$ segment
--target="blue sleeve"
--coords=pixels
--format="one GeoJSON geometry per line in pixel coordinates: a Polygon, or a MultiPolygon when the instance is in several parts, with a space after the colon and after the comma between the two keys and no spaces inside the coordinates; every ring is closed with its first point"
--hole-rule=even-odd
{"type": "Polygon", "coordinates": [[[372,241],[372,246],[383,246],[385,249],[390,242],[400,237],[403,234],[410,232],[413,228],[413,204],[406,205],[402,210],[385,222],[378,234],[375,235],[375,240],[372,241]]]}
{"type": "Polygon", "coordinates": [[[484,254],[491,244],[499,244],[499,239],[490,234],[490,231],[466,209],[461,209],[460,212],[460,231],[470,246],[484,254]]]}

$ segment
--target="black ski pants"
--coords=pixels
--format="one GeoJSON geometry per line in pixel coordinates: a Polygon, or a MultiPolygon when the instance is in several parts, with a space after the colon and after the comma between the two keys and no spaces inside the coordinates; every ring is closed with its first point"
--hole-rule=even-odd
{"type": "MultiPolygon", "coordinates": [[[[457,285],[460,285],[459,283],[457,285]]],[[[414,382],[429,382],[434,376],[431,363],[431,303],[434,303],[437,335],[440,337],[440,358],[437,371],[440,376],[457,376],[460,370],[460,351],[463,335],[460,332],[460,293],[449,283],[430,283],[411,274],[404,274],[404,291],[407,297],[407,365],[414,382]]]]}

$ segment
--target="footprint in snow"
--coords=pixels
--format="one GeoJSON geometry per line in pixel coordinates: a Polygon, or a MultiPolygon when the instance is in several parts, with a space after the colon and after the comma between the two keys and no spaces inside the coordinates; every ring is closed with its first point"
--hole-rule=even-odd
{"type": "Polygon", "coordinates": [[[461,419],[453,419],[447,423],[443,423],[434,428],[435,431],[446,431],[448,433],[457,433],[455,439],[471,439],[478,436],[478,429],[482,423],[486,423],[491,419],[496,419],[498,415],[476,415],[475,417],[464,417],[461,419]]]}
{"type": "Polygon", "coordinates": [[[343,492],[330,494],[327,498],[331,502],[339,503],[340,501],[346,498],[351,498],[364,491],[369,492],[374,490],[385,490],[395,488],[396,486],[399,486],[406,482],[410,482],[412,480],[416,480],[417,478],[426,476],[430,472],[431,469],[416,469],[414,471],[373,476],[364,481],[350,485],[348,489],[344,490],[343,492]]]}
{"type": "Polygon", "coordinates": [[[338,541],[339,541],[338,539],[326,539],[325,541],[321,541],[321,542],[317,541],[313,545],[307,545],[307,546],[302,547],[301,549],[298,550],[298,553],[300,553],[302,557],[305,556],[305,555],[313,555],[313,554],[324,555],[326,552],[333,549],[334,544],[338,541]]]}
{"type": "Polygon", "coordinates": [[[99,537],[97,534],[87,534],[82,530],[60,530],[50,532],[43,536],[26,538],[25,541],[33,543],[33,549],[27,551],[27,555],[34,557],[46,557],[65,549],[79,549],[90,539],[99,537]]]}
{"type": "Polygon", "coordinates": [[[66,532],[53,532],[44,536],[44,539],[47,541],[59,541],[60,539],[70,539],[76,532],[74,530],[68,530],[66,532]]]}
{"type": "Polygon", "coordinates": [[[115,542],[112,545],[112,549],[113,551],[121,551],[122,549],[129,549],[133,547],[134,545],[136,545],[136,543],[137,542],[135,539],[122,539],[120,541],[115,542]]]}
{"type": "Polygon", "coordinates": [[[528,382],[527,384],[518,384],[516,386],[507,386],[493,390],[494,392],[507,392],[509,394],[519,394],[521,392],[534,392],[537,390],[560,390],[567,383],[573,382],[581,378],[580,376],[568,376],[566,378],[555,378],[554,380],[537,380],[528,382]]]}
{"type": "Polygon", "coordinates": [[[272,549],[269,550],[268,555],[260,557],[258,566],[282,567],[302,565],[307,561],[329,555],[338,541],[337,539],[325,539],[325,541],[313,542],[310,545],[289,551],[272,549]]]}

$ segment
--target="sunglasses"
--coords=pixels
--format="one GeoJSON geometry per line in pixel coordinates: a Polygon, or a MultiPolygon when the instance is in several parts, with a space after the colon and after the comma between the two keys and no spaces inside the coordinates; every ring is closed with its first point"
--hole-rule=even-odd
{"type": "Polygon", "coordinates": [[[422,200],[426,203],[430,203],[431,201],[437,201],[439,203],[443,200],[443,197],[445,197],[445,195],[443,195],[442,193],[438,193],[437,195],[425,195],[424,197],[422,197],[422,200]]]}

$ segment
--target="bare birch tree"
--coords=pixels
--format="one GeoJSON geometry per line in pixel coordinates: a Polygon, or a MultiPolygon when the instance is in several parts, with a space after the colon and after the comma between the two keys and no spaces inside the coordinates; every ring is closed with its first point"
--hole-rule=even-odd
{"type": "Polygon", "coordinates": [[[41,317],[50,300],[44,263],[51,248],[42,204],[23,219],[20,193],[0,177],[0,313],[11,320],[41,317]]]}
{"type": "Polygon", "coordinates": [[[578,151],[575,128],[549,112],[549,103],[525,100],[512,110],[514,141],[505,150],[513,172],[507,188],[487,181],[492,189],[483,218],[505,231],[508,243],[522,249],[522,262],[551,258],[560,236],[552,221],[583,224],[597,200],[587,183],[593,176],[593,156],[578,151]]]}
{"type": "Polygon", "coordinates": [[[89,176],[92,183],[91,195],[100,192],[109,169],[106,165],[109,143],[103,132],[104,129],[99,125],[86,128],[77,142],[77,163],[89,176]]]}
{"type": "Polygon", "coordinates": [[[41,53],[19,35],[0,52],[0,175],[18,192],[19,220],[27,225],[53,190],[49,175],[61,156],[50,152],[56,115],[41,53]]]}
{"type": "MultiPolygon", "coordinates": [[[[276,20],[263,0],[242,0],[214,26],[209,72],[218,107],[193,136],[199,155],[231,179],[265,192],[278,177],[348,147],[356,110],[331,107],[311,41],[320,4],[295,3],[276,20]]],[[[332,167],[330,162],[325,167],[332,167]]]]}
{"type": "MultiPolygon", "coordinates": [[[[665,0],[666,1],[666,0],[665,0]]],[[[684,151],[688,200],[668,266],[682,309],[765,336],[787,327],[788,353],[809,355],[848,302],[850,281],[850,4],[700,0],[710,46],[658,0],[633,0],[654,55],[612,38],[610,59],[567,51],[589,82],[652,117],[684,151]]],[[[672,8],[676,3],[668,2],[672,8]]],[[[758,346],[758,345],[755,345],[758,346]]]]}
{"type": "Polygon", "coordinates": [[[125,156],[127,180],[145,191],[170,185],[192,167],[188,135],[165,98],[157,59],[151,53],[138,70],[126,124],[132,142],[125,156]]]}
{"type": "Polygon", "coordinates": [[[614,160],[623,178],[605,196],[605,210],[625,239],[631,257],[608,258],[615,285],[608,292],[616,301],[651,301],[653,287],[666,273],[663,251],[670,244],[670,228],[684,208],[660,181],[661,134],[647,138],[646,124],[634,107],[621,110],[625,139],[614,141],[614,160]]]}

────────────────

Once you have read through the entries above, state how many lines hold the word "target", giving nothing but the number.

__Completed task__.
5